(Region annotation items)
-*-

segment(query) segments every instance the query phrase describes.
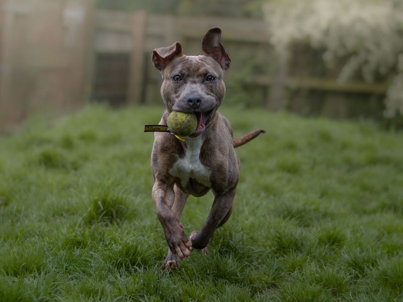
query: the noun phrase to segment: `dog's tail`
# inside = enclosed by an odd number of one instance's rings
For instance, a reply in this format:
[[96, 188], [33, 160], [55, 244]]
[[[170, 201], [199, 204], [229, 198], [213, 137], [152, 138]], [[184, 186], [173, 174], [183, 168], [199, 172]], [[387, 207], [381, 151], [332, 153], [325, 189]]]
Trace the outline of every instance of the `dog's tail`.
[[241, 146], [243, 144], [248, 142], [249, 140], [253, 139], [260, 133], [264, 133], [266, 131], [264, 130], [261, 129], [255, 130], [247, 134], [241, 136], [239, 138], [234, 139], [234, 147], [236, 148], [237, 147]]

-*-

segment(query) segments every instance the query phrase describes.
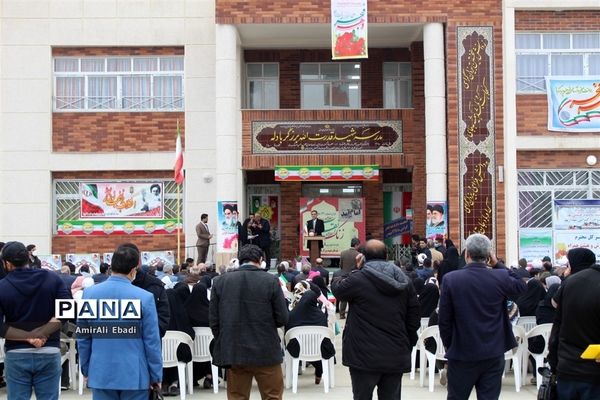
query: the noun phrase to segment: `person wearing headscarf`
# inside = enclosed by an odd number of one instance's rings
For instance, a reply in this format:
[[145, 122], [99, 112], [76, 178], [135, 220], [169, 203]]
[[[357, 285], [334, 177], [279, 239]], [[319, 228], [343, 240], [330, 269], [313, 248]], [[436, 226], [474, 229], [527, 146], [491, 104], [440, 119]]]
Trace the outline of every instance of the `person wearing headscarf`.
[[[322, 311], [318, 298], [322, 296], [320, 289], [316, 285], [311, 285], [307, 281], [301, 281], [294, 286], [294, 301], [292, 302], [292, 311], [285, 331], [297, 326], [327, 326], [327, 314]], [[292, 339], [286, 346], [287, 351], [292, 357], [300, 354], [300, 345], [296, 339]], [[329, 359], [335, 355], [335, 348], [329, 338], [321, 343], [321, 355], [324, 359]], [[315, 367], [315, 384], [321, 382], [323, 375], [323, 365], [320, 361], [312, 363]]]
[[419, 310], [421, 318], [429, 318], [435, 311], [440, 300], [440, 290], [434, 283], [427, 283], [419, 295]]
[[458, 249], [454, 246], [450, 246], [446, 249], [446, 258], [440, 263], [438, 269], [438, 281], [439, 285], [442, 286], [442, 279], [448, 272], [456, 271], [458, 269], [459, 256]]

-*-

*TASK DETAILS*.
How many lines in the rows above contain the string "phrase"? Reply with the number only.

*SOLUTION*.
4